*TASK STATEMENT*. Leave out the pictures and output the data verbatim.

*INFORMATION SHOWN*.

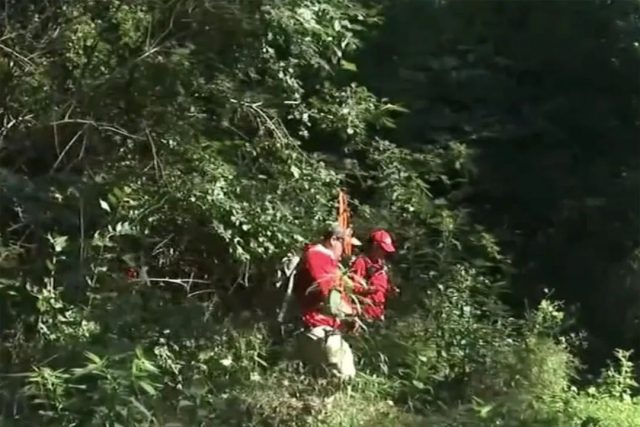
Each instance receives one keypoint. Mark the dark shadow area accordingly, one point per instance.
(545, 96)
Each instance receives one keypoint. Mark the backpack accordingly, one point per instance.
(285, 281)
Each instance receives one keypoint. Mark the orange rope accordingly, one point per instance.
(343, 219)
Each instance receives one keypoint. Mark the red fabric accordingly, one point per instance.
(319, 267)
(374, 295)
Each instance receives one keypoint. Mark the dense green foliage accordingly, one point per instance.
(199, 141)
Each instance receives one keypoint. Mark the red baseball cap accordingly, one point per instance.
(382, 238)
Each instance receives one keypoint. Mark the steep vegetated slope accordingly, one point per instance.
(156, 161)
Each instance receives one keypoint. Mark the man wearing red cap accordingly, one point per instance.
(369, 274)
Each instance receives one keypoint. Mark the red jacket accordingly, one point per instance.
(318, 267)
(374, 294)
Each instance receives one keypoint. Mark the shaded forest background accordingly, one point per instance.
(196, 142)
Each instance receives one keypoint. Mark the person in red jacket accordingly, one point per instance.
(369, 274)
(322, 342)
(318, 275)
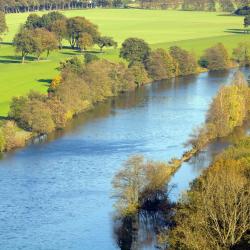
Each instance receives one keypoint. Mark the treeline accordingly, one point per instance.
(215, 212)
(16, 6)
(199, 5)
(45, 33)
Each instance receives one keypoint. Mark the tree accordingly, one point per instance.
(78, 25)
(135, 50)
(186, 62)
(139, 73)
(58, 112)
(247, 21)
(105, 41)
(215, 213)
(241, 54)
(85, 41)
(3, 25)
(24, 43)
(59, 28)
(33, 22)
(217, 57)
(38, 117)
(2, 141)
(138, 181)
(44, 41)
(160, 65)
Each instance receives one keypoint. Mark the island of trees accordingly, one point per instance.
(215, 212)
(85, 80)
(17, 6)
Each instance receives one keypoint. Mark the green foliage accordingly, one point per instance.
(3, 24)
(106, 41)
(215, 213)
(137, 182)
(89, 57)
(216, 57)
(228, 110)
(135, 50)
(74, 64)
(247, 21)
(77, 26)
(24, 43)
(241, 54)
(161, 65)
(2, 141)
(139, 73)
(37, 117)
(186, 62)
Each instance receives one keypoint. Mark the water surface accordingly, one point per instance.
(56, 194)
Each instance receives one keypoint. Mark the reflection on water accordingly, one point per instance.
(140, 231)
(56, 194)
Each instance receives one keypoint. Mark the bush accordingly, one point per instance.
(186, 62)
(217, 57)
(161, 65)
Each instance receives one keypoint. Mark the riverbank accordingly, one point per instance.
(63, 185)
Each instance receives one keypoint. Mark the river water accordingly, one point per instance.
(57, 194)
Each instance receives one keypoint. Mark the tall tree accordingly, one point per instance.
(24, 43)
(135, 50)
(105, 41)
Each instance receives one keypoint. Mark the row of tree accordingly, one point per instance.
(47, 32)
(228, 110)
(81, 85)
(215, 212)
(200, 5)
(16, 6)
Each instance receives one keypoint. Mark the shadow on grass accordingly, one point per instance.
(46, 82)
(15, 59)
(237, 31)
(6, 43)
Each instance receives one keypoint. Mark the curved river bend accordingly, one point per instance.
(56, 195)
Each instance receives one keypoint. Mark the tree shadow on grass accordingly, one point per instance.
(237, 31)
(15, 59)
(46, 82)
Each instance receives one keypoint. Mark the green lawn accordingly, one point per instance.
(192, 30)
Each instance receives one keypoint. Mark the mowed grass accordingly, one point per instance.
(194, 31)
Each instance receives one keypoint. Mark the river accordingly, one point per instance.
(57, 194)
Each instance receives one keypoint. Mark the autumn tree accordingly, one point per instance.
(247, 21)
(105, 41)
(161, 65)
(139, 73)
(44, 41)
(215, 213)
(85, 41)
(241, 54)
(186, 62)
(37, 116)
(217, 57)
(77, 26)
(2, 141)
(33, 21)
(24, 43)
(138, 181)
(59, 28)
(135, 50)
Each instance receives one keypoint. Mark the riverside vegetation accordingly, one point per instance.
(215, 213)
(82, 83)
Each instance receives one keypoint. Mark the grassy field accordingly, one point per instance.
(194, 31)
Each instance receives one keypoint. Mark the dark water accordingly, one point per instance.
(56, 195)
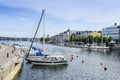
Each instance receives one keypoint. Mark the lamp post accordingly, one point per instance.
(119, 33)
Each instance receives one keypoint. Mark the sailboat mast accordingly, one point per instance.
(44, 34)
(36, 32)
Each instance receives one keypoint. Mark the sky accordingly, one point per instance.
(19, 18)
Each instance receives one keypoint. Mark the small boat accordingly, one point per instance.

*SOLUTION TO THE PROBLEM*.
Each instance receives one keypoint. Mark the dark shadow area accordingly, one point per instance.
(545, 96)
Each instance receives one keypoint. Mark the backpack accordingly, one point per instance.
(285, 281)
Each instance receives one keypoint. Mark the orange rope accordingly, one point per instance.
(343, 219)
Each instance receives one keypoint. Mark the red fabric accordingly, one point per instance.
(319, 267)
(374, 295)
Each instance receives one keypoint. Mark the dense green foliage accordingly, one point per instance.
(199, 141)
Each instance receives one keypoint. Mark the red baseball cap accordingly, one point per instance.
(382, 238)
Each instance receives one keypoint. Mark the steep vegetated slope accordingly, one point per instance.
(156, 161)
Each instance receives one keypoint. Mark the man wearing red cap accordingly, one point per instance.
(369, 274)
Each instance receives one keypoint. Mark the red jacket accordingly, one point per instance.
(318, 267)
(374, 294)
Each instance receives one keypoint. Mark the shaded forest background accordingly, one point per instance.
(196, 142)
Each instance receives one keypoint. Mark the person in red jacket accordingly, one point per instance.
(369, 274)
(322, 342)
(318, 275)
Each instance receives one keypoint. Mark the treeline accordingly, one point per instance.
(215, 212)
(16, 6)
(199, 5)
(45, 33)
Each instance receives one keypoint. Mark the tree accordingly, one point per instance.
(78, 25)
(135, 50)
(186, 62)
(139, 73)
(58, 112)
(247, 21)
(105, 41)
(215, 213)
(241, 54)
(85, 41)
(3, 25)
(24, 43)
(59, 28)
(33, 22)
(217, 57)
(38, 117)
(2, 141)
(138, 181)
(44, 41)
(160, 65)
Each instance receives one keypoint. Mark the island of trees accordingly, one point per instance.
(215, 212)
(85, 80)
(17, 6)
Each instance receives one keypoint. Mark the green foliage accordingly, one point per instance.
(3, 24)
(106, 41)
(215, 213)
(137, 182)
(89, 57)
(216, 57)
(228, 110)
(135, 50)
(74, 64)
(247, 21)
(77, 26)
(24, 43)
(241, 54)
(161, 65)
(2, 141)
(139, 73)
(37, 117)
(186, 62)
Each instance receives one keypoint. Mark the water surface accordingly, one point per instance.
(56, 194)
Each instance receives one keypoint. Mark the reflection on water accordingly, one point per instance.
(140, 231)
(56, 194)
Each instance receives one keypoint. Mark the bush accordingly, one point per instance.
(186, 62)
(217, 57)
(161, 65)
Each instance receives one keypoint. Mark the riverbank accordingly, one point per instance.
(63, 185)
Each instance receives one keypoint. Mark the river water accordingly, one point per instance.
(57, 194)
Each instance receives one keypoint. Mark the tall tree accordingly, one point per instance.
(24, 43)
(135, 50)
(105, 41)
Each instance receives one keypoint. Mark the row of tree accordingly, one point per instance.
(47, 32)
(228, 110)
(81, 85)
(215, 212)
(200, 5)
(16, 6)
Each instance receives one keypoint. Mark the shadow on grass accordingly, one point per instance.
(46, 82)
(15, 59)
(237, 31)
(6, 43)
Each instance receives one keypoint. Mark the curved river bend accordingly, one point per instance.
(56, 195)
Each instance receives one keypoint. Mark the tree shadow on grass accordingly, one point per instance.
(237, 31)
(15, 59)
(46, 82)
Each instance receives one keypoint. Mark the green lawn accordingly, one point per instance.
(192, 30)
Each instance receives one keypoint. Mark the mowed grass accordingly, one point per instance.
(194, 31)
Each instance receives one keypoint. Mark the river accordingly, one point per instance.
(57, 194)
Each instance receives one keypoint. Mark the autumn tree accordingly, one point per instance.
(247, 21)
(105, 41)
(161, 65)
(139, 73)
(44, 41)
(215, 213)
(85, 41)
(241, 54)
(186, 62)
(37, 116)
(217, 57)
(77, 26)
(2, 141)
(33, 21)
(24, 43)
(138, 181)
(59, 28)
(135, 50)
Each instance receives one keypoint. Mark the riverside vegetation accordingly, one point per instance.
(215, 213)
(82, 83)
Each instance receives one keypoint. Mark the grassy field accordingly, one point per instance.
(194, 31)
Each instance receives one keypoint. Mark the dark water accordingly, one point per instance.
(56, 195)
Each instance receives one keypoint. Mark the lamp post accordingly, one point per instance.
(119, 33)
Each instance receives one keypoint. Mark the sailboat mast accordingly, one point per instance.
(44, 34)
(36, 32)
Each instance receives one keypoint. Mark the sky accordingly, one point per instance.
(19, 18)
Each instance receives one keypoint. Mark the small boat accordingly, one point per instance.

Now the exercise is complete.